→ Location identification entries
++++++++++++++++++++

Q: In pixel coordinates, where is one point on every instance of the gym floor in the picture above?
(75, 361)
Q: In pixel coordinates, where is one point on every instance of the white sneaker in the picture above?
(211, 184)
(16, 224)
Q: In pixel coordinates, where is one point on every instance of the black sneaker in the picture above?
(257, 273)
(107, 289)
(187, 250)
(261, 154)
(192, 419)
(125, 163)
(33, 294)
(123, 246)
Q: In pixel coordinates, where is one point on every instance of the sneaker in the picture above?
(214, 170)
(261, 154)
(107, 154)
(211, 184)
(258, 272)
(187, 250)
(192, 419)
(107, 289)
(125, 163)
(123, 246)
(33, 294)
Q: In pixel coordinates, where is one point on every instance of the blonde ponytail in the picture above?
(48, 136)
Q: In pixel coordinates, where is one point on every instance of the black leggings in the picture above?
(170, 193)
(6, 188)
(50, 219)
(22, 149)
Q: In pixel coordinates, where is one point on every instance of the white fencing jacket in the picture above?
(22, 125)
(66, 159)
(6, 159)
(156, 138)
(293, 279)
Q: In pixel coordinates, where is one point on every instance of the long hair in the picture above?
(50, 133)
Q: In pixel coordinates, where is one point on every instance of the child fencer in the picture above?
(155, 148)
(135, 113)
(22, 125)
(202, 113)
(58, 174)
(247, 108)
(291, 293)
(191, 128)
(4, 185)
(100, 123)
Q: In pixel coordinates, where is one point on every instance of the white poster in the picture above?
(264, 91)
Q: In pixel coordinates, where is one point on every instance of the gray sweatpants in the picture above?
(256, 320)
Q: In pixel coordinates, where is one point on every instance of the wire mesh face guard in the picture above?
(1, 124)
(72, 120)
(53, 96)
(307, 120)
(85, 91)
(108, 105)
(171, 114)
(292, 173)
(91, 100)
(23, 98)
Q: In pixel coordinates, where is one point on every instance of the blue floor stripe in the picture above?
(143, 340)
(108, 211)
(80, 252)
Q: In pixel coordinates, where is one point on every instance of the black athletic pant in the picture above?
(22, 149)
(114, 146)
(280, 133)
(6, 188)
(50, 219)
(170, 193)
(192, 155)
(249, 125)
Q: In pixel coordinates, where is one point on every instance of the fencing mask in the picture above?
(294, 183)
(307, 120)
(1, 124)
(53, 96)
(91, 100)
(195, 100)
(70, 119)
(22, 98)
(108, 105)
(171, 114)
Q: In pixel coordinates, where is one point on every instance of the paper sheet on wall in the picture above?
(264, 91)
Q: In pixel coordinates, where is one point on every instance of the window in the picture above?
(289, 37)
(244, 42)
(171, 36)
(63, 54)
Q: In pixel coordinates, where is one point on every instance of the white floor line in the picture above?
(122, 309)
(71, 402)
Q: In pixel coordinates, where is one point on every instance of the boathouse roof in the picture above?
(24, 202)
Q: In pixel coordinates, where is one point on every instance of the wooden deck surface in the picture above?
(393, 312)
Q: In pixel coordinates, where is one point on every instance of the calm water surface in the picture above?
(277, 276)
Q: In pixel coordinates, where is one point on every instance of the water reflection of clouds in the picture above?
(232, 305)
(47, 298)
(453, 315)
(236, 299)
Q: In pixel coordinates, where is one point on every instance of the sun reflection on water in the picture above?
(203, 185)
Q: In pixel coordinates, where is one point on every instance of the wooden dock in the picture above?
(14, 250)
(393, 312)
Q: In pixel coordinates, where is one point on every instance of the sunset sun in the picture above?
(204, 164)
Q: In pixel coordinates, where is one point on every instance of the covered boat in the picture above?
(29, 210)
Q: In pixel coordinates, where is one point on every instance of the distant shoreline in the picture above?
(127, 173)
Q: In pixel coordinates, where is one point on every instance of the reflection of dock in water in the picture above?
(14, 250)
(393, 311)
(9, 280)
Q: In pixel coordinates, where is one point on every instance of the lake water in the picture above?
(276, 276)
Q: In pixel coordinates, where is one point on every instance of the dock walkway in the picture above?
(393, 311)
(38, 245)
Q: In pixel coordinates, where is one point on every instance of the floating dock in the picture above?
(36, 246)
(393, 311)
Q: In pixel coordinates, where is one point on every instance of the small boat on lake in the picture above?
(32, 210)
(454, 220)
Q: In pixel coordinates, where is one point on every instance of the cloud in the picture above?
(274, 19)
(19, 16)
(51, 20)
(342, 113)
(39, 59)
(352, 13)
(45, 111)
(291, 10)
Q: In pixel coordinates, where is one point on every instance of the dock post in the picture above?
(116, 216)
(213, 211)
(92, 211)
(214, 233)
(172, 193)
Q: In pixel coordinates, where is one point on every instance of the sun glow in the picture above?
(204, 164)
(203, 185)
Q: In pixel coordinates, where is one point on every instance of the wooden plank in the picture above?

++++++++++++++++++++

→ The request
Return the whole listing exactly.

→ Correct answer
Q: In pixel coordinates, where is one point on every instance of the gym floor in the picture above?
(75, 361)
Q: In pixel coordinates, where is one point on every instance of the white sneaker in the picture above?
(211, 184)
(16, 224)
Q: In pixel coordinates, where is one point on every instance of the black sneaker in the picture above?
(257, 273)
(107, 289)
(187, 250)
(261, 154)
(192, 419)
(125, 163)
(33, 294)
(123, 246)
Q: In pixel coordinates, where is one point on every instance of the sneaker in the picture above?
(214, 170)
(261, 154)
(107, 154)
(211, 184)
(258, 272)
(187, 250)
(192, 419)
(107, 289)
(125, 163)
(123, 246)
(33, 294)
Q: In pixel coordinates, where is one point on every instance of the blonde ponytail in the picture above?
(48, 136)
Q: In pixel coordinates, where is one point on every instance of the black leggings in the picture above?
(170, 193)
(6, 188)
(50, 219)
(22, 149)
Q: In pixel coordinates, where is one point on every instance of the white fencing jacket in the picture above?
(22, 125)
(66, 159)
(6, 159)
(156, 138)
(293, 279)
Q: In pixel coordinates, where is one point on every instance of the long hair in the picture above?
(50, 133)
Q: In pixel coordinates, where is one point on every instance of the child fencer in the picture above?
(155, 148)
(135, 113)
(22, 125)
(202, 113)
(58, 174)
(247, 108)
(291, 293)
(191, 128)
(4, 185)
(100, 123)
Q: In pixel coordinates, where is one point on every instance of the white poster in the picture above?
(264, 91)
Q: In pixel coordinates, where is one point on every instance of the gray sweatpants in the picture above?
(256, 320)
Q: In pixel coordinates, where is one point on every instance of the wire mesh face guard in the picture above?
(1, 124)
(72, 120)
(53, 96)
(307, 120)
(85, 91)
(108, 105)
(171, 114)
(292, 173)
(91, 100)
(23, 98)
Q: In pixel coordinates, where is one point on every instance of the blue floor stripe in the picture above?
(143, 340)
(108, 211)
(80, 252)
Q: In pixel coordinates, where is one point on every instance of the black athletic pant in the picture above?
(22, 149)
(114, 146)
(280, 133)
(6, 188)
(50, 219)
(170, 193)
(192, 155)
(249, 125)
Q: In pixel coordinates, where is one point on every instance of the fencing mask in the picture above?
(294, 183)
(307, 120)
(1, 124)
(53, 96)
(91, 100)
(195, 100)
(70, 119)
(22, 98)
(108, 105)
(171, 114)
Q: In pixel coordinates, where is one point on every instance of the paper sheet on wall in the picture above?
(264, 91)
Q: In pixel coordinates, where is one point on every instance of the window in the picture above?
(289, 37)
(244, 42)
(171, 36)
(63, 54)
Q: In pixel coordinates, where is one point on every instance of the white floor line in the picture above?
(122, 309)
(71, 402)
Q: In pixel coordinates, where is one point on every instance of the boathouse roof in the picture above?
(24, 202)
Q: In pixel coordinates, where is one point on every instance of the wooden deck surface in the picture above?
(393, 312)
Q: In pixel coordinates, where is one point on every instance of the calm water surface in the picture above?
(277, 276)
Q: In pixel coordinates, where is one point on every instance of the water reflection of clouds in the picture above?
(232, 305)
(47, 298)
(453, 315)
(236, 299)
Q: In pixel coordinates, where is one point on every instance of the sun reflection on water in the picture above?
(203, 185)
Q: In pixel coordinates, where is one point on every instance of the wooden dock in the picture above?
(14, 250)
(393, 312)
Q: In pixel coordinates, where is one point on every instance of the sunset sun in the picture above?
(204, 164)
Q: In pixel coordinates, where is one point on every instance of the covered boat in the picture above?
(29, 210)
Q: In pixel coordinates, where is one point on every instance of the distant shoreline in the picture above?
(127, 173)
Q: In pixel coordinates, where is one point on every instance of the reflection of dock in water in the picture above?
(14, 250)
(393, 311)
(9, 280)
Q: In pixel coordinates, where is one point on every instance of the lake water in the picture above?
(276, 276)
Q: In pixel coordinates, where is one point on every instance of the dock walkway in the picture above?
(393, 311)
(38, 245)
Q: In pixel coordinates, where is one point on every instance of the floating dock in the picture above?
(36, 246)
(393, 311)
Q: In pixel coordinates, where is one point on every instance of the small boat on lake in the picture above?
(32, 210)
(454, 220)
Q: In pixel coordinates, where is one point on every instance of the cloud in the picture above?
(274, 19)
(19, 16)
(51, 20)
(342, 113)
(39, 59)
(352, 13)
(45, 111)
(291, 10)
Q: In pixel coordinates, where is one point on every instance of the dock post in the picture above?
(116, 216)
(213, 211)
(92, 211)
(214, 233)
(172, 193)
Q: In pixel coordinates, where is one point on every instance of the sun glow in the picture above?
(204, 164)
(203, 185)
Q: In pixel coordinates, where is one point on every instance of the wooden plank in the picture above?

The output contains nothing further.